### Short task
Please reproduce, word for word, everything from the start of the rows below down to the line containing "[317,285,406,345]", including that line.

::::

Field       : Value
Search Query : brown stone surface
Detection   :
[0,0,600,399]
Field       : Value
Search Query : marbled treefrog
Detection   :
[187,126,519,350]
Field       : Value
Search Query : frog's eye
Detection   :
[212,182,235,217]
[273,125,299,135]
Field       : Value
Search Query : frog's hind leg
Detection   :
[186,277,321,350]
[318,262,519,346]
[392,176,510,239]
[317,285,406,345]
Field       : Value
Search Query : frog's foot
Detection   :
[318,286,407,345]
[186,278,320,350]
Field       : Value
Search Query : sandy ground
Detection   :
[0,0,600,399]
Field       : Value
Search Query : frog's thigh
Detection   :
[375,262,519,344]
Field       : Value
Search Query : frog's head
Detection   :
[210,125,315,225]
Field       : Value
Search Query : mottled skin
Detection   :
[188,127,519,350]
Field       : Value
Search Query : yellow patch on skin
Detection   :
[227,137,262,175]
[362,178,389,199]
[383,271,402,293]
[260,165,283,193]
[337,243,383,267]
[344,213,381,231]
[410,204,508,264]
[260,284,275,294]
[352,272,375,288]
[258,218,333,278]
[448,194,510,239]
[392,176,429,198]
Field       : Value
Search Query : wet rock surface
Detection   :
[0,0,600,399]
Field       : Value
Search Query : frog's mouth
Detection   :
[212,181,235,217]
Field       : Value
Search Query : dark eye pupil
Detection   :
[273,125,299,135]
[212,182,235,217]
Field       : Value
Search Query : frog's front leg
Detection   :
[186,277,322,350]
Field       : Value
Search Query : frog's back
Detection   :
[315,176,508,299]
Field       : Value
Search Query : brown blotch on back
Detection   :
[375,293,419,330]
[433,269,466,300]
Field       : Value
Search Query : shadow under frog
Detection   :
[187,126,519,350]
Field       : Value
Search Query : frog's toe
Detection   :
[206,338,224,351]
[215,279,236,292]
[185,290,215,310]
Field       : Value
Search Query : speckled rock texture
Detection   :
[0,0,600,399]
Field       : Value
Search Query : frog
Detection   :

::::

### Complete output
Field       : Value
Search Query : brown stone surface
Detection   :
[0,0,600,399]
Field       : Value
Search Query : marbled treefrog
Detection   :
[187,126,519,350]
Field       : Value
Search Query : frog's eye
Detection   :
[212,182,235,217]
[273,125,299,135]
Field       : Value
Search Query : frog's hind leg
Detection   :
[186,277,321,350]
[318,262,519,346]
[392,176,510,239]
[317,285,406,345]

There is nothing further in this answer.